WHAT THIS EXERCISE ASKS.
(1) From the child protection summary, list the areas in which staff should look for unexplained changes in a student.
(2) Set down everything in the child protection summary from "All concerns -- regardless" down to "contact the LADO.".

This page is an operational summary of NSEMM's approach to child protection and student welfare. For the full policy detail, visit the canonical Student Welfare and Protection Policy.
Student welfare encompasses physical safety, emotional wellbeing, educational development, and protection from harm of any kind. This summary applies to all educational activities, whether delivered online or in-person, and covers all staff, volunteers, and contractors who have contact with students.
All concerns must be logged in NSEMM Protect regardless of threshold; the DSL triages.
NSEMM draws on the following legislation and guidance to inform its practice:
KCSIE (Keeping Children Safe in Education) 2025 is statutory for schools and colleges. NSEMM is not a school, so KCSIE does not bind us directly; however, it represents sector best practice and informs our training and procedures.
DfE out-of-school settings (OOSS) guidance -- Keeping children safe during community activities, after-school clubs and tuition (updated 9 February 2026) is the primary non-statutory guidance directly relevant to NSEMM's operating model. We align our practice with it.
Safer recruitment -- all staff and volunteers undergo enhanced DBS checks under Police Act 1997 s.113BA and the Safeguarding Vulnerable Groups Act 2006.
Children may be at increased risk due to age, circumstance, or educational need -- for example younger students, those experiencing family difficulties or trauma, students with special educational needs or disabilities, those who are socially isolated, or those experiencing academic stress. Full detail is in the canonical policy.
Context shapes risk. NSEMM considers:
Physical, emotional, educational, and social indicators are detailed in the canonical policy. In brief: look for unexplained changes -- in mood, appearance, attendance, engagement, or behaviour. Trust professional instinct.
All concerns -- regardless of whether they meet the threshold for external referral -- must be logged in NSEMM Protect. The DSL triages every entry and decides the appropriate response.
Do not filter concerns before logging them. The DSL makes threshold decisions, not individual staff.
For immediate danger: call 999 first.
For safeguarding referrals to children's social care: contact the relevant Local Authority Designated Officer (LADO) or Multi-Agency Safeguarding Hub (MASH).
For DSL consultation: the NSPCC Helpline (0808 800 5000) is available for professional consultation and advice, including out of hours.
For concerns about staff conduct: contact the LADO.

SUPPLIED RECORDS.
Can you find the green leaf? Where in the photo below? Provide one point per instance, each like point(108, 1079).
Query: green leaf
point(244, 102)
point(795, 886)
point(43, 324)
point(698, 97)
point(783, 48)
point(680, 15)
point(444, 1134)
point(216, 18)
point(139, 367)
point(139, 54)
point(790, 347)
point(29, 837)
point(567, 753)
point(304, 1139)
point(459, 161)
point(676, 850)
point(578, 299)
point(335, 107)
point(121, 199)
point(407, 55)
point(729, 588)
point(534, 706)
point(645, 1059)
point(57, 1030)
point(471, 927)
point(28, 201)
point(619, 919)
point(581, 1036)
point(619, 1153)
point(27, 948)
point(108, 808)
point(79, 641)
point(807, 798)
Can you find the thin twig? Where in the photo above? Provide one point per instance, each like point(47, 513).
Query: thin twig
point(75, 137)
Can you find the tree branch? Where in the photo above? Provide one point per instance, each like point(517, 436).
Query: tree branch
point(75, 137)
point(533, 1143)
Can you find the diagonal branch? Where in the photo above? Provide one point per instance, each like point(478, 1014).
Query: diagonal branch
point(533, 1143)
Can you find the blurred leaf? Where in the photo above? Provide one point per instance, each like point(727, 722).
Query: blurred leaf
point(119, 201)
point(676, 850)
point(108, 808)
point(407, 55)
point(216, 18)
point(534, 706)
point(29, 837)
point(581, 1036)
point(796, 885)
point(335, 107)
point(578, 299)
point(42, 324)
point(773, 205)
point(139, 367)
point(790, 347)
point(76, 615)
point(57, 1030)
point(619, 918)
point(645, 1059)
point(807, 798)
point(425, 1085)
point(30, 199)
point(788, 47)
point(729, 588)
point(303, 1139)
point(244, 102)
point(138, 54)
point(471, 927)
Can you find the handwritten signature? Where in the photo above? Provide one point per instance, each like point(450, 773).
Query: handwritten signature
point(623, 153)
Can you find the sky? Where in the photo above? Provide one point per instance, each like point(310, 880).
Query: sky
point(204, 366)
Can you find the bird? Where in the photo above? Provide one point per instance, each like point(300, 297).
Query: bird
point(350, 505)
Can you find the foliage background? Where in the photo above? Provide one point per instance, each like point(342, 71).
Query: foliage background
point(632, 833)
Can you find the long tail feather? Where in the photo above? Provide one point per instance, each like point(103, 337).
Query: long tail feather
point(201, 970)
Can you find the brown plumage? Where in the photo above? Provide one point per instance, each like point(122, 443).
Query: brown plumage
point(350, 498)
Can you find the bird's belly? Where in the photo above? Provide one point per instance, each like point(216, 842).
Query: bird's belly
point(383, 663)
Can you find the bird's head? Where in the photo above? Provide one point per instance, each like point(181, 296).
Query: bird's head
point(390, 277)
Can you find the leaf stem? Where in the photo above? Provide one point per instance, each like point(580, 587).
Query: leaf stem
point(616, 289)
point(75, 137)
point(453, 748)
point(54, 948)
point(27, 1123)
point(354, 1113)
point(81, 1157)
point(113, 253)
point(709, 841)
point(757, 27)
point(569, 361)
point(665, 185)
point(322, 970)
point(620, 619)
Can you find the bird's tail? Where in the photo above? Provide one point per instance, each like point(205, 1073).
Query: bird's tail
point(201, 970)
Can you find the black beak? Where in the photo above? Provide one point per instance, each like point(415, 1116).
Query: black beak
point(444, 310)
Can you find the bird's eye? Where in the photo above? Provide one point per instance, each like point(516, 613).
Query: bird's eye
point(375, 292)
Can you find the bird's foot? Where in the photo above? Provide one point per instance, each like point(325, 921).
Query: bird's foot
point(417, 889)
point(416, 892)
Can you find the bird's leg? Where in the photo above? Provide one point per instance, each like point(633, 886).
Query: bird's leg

OUTPUTS FOR THE TASKS.
(1) mood, appearance, attendance, engagement, behaviour

(2)
All concerns -- regardless of whether they meet the threshold for external referral -- must be logged in NSEMM Protect. The DSL triages every entry and decides the appropriate response.
Do not filter concerns before logging them. The DSL makes threshold decisions, not individual staff.
For immediate danger: call 999 first.
For safeguarding referrals to children's social care: contact the relevant Local Authority Designated Officer (LADO) or Multi-Agency Safeguarding Hub (MASH).
For DSL consultation: the NSPCC Helpline (0808 800 5000) is available for professional consultation and advice, including out of hours.
For concerns about staff conduct: contact the LADO.